*EXERCISE GOAL*:
Retype all of the material below character for character, leaving the pictures out of your answer.

*AVAILABLE DATA*:
>> START

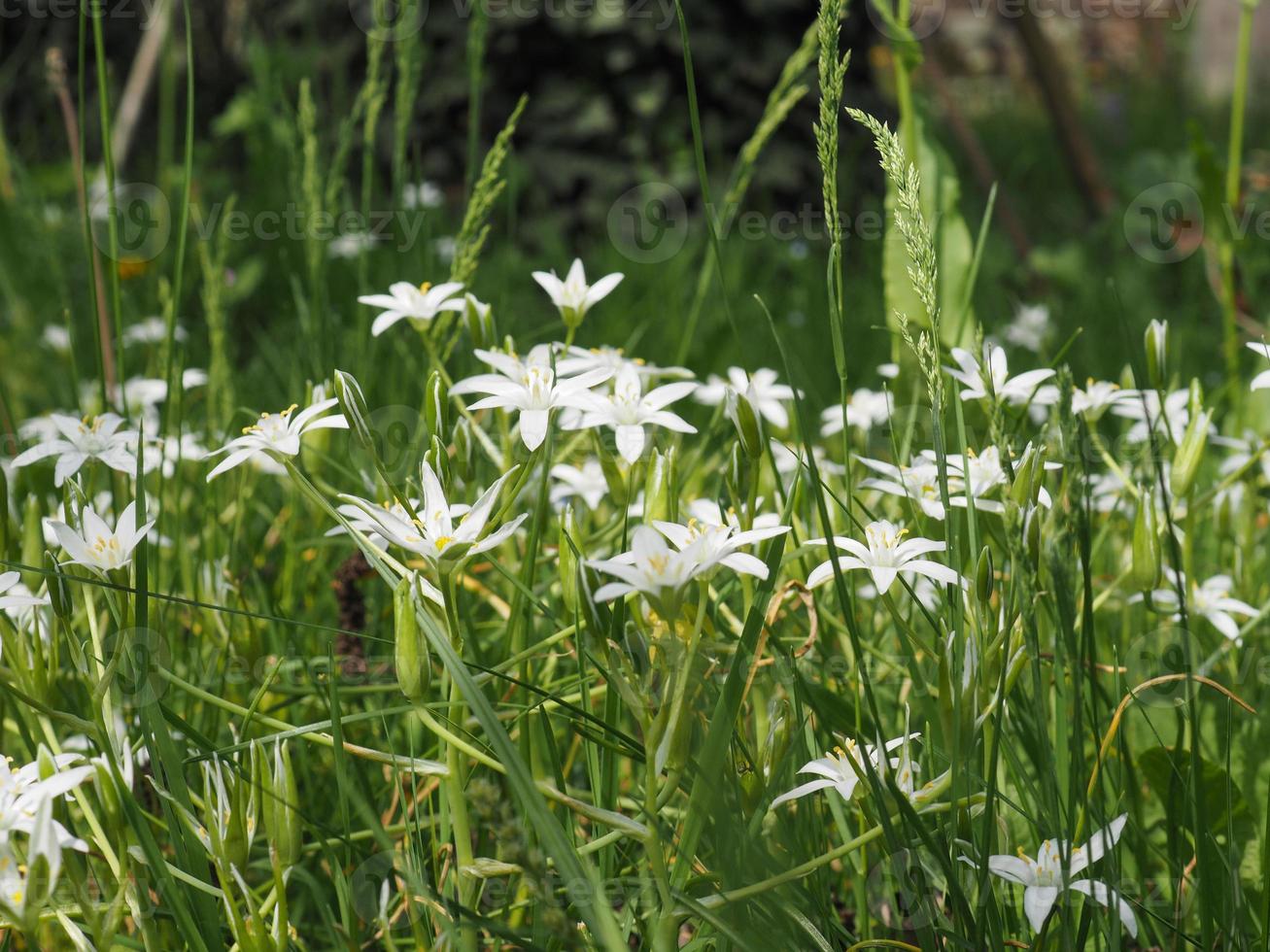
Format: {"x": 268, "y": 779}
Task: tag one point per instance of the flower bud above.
{"x": 435, "y": 400}
{"x": 58, "y": 592}
{"x": 1189, "y": 455}
{"x": 1031, "y": 534}
{"x": 479, "y": 319}
{"x": 1157, "y": 353}
{"x": 657, "y": 485}
{"x": 33, "y": 539}
{"x": 749, "y": 431}
{"x": 1147, "y": 563}
{"x": 462, "y": 462}
{"x": 409, "y": 651}
{"x": 566, "y": 560}
{"x": 281, "y": 801}
{"x": 438, "y": 459}
{"x": 612, "y": 475}
{"x": 983, "y": 576}
{"x": 737, "y": 476}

>> END

*CORRECT RESPONSE*:
Format: {"x": 268, "y": 779}
Task: tag one point per instance of the flower bud above.
{"x": 435, "y": 400}
{"x": 58, "y": 592}
{"x": 1189, "y": 455}
{"x": 1031, "y": 534}
{"x": 479, "y": 319}
{"x": 1157, "y": 353}
{"x": 657, "y": 485}
{"x": 33, "y": 539}
{"x": 749, "y": 431}
{"x": 1147, "y": 563}
{"x": 462, "y": 462}
{"x": 409, "y": 651}
{"x": 566, "y": 560}
{"x": 281, "y": 801}
{"x": 438, "y": 459}
{"x": 612, "y": 475}
{"x": 983, "y": 576}
{"x": 737, "y": 476}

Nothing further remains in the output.